→ **WHAT TO DO**: Show every line of the items that contains the string "orange". Case counts.

→ **SOURCE MATERIAL**:
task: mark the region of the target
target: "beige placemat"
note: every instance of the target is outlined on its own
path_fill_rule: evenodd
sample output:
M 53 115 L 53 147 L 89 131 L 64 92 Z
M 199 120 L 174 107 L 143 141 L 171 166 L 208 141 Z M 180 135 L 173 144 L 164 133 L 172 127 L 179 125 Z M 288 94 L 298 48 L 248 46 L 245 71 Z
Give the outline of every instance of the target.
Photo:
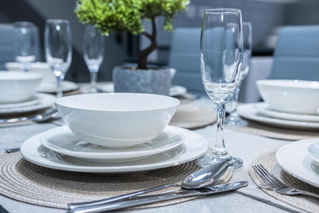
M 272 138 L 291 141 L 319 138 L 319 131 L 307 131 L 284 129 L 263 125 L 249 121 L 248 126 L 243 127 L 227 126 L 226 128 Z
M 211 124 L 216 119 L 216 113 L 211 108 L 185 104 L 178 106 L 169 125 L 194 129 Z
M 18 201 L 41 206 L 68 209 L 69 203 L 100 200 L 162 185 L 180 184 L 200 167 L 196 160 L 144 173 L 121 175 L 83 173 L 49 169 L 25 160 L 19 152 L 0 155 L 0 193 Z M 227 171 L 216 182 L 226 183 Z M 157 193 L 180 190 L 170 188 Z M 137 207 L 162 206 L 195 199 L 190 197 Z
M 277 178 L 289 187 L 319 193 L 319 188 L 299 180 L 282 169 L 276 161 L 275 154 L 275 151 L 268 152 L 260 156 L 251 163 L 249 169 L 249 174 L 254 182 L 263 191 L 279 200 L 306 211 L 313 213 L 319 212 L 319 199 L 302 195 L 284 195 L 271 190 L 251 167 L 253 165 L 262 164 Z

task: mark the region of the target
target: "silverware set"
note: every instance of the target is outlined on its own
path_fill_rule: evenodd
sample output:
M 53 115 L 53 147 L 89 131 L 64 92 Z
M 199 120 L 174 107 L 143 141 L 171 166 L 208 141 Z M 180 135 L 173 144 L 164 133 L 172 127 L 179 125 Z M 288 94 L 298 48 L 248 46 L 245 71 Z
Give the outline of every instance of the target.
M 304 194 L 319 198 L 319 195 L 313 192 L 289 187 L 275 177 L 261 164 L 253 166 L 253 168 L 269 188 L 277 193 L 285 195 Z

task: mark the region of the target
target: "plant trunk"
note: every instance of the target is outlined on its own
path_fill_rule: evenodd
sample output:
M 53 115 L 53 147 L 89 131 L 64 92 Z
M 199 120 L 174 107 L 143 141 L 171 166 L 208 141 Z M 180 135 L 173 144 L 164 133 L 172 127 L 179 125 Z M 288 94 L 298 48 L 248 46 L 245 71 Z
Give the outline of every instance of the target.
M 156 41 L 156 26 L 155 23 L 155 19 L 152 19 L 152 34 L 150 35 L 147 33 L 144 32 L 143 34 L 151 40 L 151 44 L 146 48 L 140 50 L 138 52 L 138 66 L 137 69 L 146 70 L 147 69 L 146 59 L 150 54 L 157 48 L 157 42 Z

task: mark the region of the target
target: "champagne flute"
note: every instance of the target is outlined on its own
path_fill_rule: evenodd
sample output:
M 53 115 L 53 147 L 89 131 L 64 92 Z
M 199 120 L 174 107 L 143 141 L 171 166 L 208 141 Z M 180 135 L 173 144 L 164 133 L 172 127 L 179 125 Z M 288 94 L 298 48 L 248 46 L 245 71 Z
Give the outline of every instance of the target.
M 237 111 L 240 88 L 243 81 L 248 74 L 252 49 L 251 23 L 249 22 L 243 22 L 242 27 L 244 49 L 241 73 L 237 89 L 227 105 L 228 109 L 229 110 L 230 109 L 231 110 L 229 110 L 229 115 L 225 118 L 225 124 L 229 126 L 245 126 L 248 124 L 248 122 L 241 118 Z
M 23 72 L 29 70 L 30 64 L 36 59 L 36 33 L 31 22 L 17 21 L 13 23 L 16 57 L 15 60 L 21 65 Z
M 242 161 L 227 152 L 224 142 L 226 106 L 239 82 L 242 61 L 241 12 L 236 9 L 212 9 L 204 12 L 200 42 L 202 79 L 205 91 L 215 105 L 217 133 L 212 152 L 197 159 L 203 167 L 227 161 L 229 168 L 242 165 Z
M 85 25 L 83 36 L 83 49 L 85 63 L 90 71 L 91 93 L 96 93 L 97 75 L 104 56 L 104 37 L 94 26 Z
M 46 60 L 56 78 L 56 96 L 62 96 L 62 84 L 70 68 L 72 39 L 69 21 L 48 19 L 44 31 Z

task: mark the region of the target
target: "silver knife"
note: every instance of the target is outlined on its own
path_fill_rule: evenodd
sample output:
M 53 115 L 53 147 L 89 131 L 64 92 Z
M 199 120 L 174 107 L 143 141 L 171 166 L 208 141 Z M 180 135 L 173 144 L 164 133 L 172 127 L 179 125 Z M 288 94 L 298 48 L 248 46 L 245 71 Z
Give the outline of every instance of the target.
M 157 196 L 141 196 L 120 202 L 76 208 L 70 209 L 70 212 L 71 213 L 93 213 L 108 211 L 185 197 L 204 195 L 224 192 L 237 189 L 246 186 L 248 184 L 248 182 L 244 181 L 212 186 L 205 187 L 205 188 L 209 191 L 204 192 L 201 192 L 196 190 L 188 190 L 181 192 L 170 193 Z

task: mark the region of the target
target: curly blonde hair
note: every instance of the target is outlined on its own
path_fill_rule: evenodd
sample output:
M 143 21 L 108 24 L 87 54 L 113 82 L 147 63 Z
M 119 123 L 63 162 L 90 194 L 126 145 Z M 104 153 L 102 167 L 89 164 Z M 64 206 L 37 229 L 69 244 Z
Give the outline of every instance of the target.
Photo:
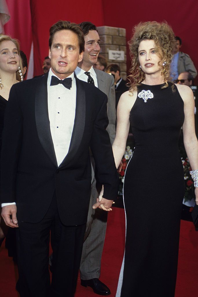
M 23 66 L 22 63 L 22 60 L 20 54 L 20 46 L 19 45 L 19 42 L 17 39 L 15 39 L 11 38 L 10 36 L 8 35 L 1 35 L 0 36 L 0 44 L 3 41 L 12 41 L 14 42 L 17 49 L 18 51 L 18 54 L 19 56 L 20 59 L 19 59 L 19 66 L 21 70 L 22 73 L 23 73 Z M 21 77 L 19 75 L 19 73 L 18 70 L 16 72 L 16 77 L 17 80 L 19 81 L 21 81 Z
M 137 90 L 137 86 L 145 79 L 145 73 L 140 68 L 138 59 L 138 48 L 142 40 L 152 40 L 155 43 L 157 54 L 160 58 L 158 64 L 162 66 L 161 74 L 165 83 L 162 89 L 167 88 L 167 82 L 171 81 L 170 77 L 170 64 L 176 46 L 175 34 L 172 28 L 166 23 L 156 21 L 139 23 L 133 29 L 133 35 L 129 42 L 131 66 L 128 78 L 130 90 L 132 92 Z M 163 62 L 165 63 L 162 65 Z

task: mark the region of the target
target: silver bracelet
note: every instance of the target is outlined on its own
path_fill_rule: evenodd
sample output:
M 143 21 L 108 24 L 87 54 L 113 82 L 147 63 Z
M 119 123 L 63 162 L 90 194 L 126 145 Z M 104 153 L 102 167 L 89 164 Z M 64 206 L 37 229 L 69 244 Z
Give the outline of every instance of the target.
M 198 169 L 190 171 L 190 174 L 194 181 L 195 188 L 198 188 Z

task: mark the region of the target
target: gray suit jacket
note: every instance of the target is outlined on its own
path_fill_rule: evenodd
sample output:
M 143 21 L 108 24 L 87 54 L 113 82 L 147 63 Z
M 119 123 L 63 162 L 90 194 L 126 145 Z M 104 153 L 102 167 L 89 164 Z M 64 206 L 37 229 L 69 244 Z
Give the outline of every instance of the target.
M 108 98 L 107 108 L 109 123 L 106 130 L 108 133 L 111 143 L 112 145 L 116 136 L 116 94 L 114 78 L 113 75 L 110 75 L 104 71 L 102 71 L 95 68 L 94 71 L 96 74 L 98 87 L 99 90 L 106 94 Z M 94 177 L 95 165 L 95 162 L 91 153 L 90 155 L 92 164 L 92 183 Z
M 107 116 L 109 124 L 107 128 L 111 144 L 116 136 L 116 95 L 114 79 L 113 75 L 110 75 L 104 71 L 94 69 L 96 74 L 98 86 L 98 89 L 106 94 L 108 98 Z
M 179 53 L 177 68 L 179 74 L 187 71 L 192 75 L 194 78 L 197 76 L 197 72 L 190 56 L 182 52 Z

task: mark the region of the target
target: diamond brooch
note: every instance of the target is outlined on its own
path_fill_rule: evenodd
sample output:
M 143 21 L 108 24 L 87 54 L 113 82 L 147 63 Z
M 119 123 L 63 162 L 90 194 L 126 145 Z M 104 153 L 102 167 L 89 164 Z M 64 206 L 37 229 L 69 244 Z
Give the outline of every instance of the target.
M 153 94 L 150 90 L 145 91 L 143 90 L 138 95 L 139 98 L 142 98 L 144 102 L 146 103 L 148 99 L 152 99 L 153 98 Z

...

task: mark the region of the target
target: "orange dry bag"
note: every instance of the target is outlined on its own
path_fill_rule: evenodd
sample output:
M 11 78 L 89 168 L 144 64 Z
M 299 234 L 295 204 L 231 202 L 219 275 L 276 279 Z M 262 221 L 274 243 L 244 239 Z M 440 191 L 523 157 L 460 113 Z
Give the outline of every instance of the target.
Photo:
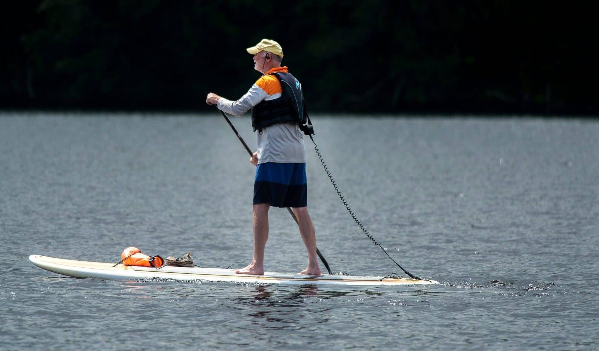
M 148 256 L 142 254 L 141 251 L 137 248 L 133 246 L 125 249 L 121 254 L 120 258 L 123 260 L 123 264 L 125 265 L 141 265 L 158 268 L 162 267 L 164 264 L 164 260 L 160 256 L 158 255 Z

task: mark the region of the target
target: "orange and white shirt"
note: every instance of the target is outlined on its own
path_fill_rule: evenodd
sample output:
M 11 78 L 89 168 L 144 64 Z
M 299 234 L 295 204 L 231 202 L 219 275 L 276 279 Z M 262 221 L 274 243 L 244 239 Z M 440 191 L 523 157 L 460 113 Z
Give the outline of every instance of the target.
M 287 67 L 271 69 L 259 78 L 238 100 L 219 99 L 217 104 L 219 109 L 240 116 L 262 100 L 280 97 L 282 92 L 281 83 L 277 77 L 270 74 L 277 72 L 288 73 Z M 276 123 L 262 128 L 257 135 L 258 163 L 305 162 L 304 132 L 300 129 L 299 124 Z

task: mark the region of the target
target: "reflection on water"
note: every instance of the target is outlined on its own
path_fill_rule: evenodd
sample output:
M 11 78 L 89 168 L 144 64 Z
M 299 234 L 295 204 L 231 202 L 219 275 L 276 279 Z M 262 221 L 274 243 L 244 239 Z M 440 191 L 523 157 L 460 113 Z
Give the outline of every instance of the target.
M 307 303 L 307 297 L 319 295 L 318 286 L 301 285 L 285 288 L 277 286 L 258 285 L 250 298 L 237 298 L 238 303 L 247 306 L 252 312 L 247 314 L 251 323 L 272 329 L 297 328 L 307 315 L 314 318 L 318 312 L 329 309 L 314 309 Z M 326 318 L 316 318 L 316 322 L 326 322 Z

→ **RESPONSE TO THE EXERCISE**:
target: "orange dry bag"
target: "orange and white shirt"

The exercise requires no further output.